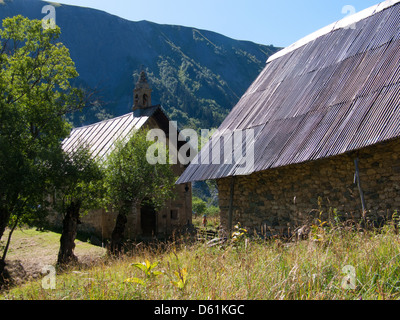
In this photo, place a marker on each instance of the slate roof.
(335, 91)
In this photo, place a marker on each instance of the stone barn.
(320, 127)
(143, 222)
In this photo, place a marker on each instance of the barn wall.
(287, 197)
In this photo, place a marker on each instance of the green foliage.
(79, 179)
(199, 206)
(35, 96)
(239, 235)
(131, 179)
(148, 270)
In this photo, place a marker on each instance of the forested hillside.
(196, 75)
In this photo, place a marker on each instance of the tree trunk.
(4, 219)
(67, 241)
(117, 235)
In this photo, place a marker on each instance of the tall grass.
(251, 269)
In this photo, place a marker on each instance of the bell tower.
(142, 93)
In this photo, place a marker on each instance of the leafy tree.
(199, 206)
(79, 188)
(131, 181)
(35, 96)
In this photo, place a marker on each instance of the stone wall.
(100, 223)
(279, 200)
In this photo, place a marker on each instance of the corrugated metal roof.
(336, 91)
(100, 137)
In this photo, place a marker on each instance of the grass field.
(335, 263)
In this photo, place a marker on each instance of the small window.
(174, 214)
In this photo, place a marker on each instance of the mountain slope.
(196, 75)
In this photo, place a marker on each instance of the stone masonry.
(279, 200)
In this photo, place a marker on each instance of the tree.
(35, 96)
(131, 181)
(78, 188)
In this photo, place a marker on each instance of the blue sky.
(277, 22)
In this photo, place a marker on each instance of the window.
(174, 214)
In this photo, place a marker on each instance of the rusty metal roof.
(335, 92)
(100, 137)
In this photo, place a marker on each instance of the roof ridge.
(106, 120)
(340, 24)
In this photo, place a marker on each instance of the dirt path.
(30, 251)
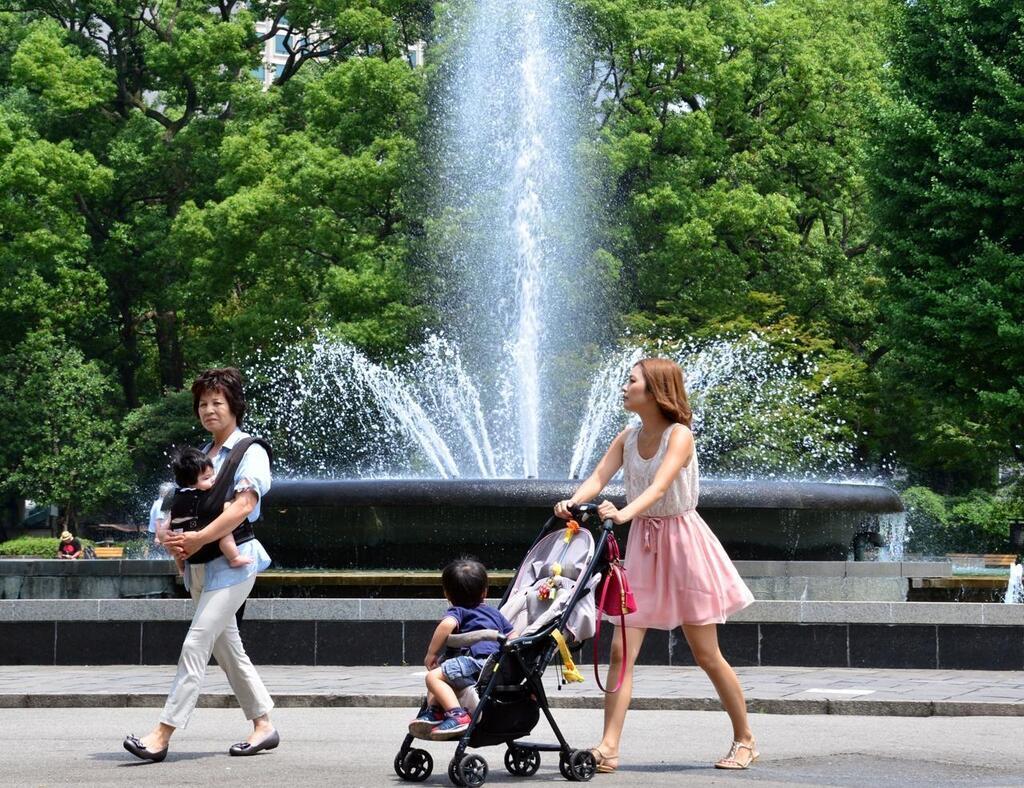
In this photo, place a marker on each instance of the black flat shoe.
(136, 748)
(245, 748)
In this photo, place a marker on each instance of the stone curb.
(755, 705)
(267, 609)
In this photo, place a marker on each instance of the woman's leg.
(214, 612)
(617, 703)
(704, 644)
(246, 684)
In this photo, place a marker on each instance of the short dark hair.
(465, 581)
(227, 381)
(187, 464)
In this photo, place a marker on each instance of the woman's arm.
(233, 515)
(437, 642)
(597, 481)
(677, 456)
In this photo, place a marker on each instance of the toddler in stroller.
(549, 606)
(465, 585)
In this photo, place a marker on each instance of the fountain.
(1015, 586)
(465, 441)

####

What is needed is every entry above, repeated exactly, with the pictures dropped.

SOLUTION TO THIS TASK.
In this photo, place a marker on each instance of the slate roof.
(335, 91)
In this photo, place a marker on each instance of the stone barn.
(320, 127)
(143, 222)
In this photo, place a marker on each instance of the barn wall.
(287, 197)
In this photo, place a marker on each instance of the green foliage.
(79, 179)
(199, 206)
(35, 96)
(239, 235)
(131, 179)
(148, 270)
In this photo, place a marker on each instance of the forested hillside.
(196, 75)
In this photo, place a marker on each instance of the tree trunk.
(4, 219)
(67, 241)
(117, 235)
In this photo, place a marker on each instance of the tall grass.
(251, 269)
In this photo, place a marker on each instance of the bell tower.
(142, 93)
In this photo, place a marker on each instance of the leafy tree.
(199, 206)
(79, 188)
(131, 181)
(35, 96)
In this photo, place a marker on each instance of the stone wall.
(100, 223)
(279, 200)
In this photo, place a marker on each instance of the corrugated metal roof.
(336, 91)
(100, 137)
In this photo, place a marker on each instance of the grass field.
(335, 263)
In this photo, place a marker on each instance of the small window.
(174, 214)
In this photo, place a marker on each instance of the mountain slope.
(196, 75)
In this photo, place a marker on each instance of the stone masonry.
(279, 200)
In this photo, place a marker on each instance of the tree.
(35, 96)
(131, 181)
(78, 188)
In this photo, place a marker on each instance of the blue sky.
(277, 22)
In this photo, place a marker on each instance of the window.
(174, 214)
In this photo, place a marker on each instance of the rusty metal roof.
(335, 92)
(100, 137)
In this photo, place a marker on each instance of the roof ridge.
(106, 120)
(340, 24)
In this photo, place a marker on each instance of the dirt path.
(30, 251)
In this photo, place a marker on each instance of the black flat shoe.
(136, 748)
(245, 748)
In this photo, place a marker on each instance of the stone curb.
(755, 705)
(267, 609)
In this photo, place a marker on each instance of the woman's leg.
(214, 612)
(617, 703)
(704, 644)
(246, 684)
In this photo, place a marker on each instance of the short dark hair.
(465, 581)
(227, 381)
(187, 464)
In this photo, place a marker on each instance of the woman's arm.
(233, 515)
(437, 642)
(597, 481)
(677, 456)
In this photo, place a marker on each instance of the toddler in stroller.
(549, 606)
(465, 585)
In this photo, place a marker on each instance of the fountain.
(1015, 586)
(465, 441)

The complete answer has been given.